Aim a: Extract everything from "At a meeting" down to "of foreign currency." in the news item on Zimbabwe's UN tourism role below.

Passage to read:
======

Postby RYP » Fri Aug 30, 2013 2:42 pm

Mugabe crowned UN tourism chief
30 AUG 2013 00:00 JASON MOYO


Zimbabwe received the backing of all the African countries at the United Nations tourism body meeting this week.

President Robert Mugabe is soaking up more endorsement from his regional allies after Zimbabwe was elected head of the Africa chapter of the United Nation’s tourism body this week.

Just a week after he was inaugurated for a new term after elections his opponents say he rigged, Mugabe, who has been hungry for international endorsement, revelled in his unlikely new role as an “ambassador of tourism”.

At a meeting in Livingstone, Zambia, Zimbabwe was elected to head the Africa commission of the United Nations World Tourism Organisation (UNWTO) until 2015. Zimbabwe won the backing of all African countries at the meeting.

After co-hosting the summit Zimbabwe will now also be co-president, with Zambia, of the UNWTO itself for the next two years.

Mugabe’s placement at the helm of a tourism body is ironic, as his rule over the past decade has decimated a tourism industry that was once the country’s second-largest earner of foreign currency.

======

Object outline annotations:
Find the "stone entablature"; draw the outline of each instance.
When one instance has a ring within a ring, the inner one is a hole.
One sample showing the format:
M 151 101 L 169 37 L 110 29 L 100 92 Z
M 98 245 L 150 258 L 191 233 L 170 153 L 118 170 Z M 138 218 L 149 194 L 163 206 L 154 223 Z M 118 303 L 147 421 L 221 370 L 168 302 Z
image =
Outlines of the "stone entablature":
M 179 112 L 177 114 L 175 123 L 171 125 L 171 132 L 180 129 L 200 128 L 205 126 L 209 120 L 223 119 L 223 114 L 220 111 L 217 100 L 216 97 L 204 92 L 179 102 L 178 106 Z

======

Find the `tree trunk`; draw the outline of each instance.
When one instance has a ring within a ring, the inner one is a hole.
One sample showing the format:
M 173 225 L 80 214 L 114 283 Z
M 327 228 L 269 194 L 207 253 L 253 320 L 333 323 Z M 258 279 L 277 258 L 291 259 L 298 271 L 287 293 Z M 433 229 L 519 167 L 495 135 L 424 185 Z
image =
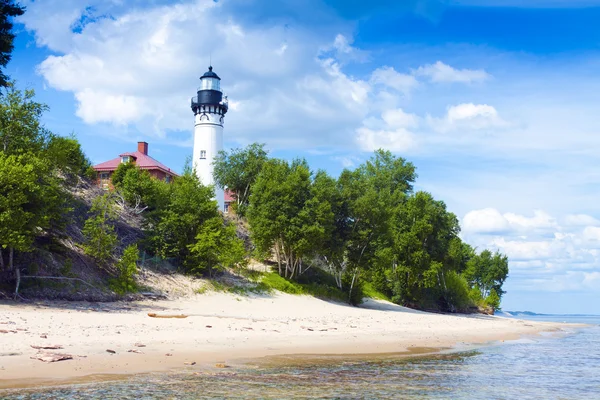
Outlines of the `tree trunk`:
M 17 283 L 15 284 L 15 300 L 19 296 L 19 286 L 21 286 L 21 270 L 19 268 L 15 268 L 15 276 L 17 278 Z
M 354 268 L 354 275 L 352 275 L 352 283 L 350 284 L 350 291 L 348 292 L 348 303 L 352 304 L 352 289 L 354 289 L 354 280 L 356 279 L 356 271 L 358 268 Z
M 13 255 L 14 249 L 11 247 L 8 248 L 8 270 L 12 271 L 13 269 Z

======

Aim b: Please gather every line of the records above that holds the word "Find", and copy each one in full.

Exercise answer a:
At a meeting in Livingstone, Zambia, Zimbabwe was elected to head the Africa commission of the United Nations World Tourism Organisation (UNWTO) until 2015. Zimbabwe won the backing of all African countries at the meeting.

After co-hosting the summit Zimbabwe will now also be co-president, with Zambia, of the UNWTO itself for the next two years.

Mugabe’s placement at the helm of a tourism body is ironic, as his rule over the past decade has decimated a tourism industry that was once the country’s second-largest earner of foreign currency.

Exercise answer b:
Find the "stone entablature"; draw the outline of each instance.
Find the `tree trunk`; draw the outline of each instance.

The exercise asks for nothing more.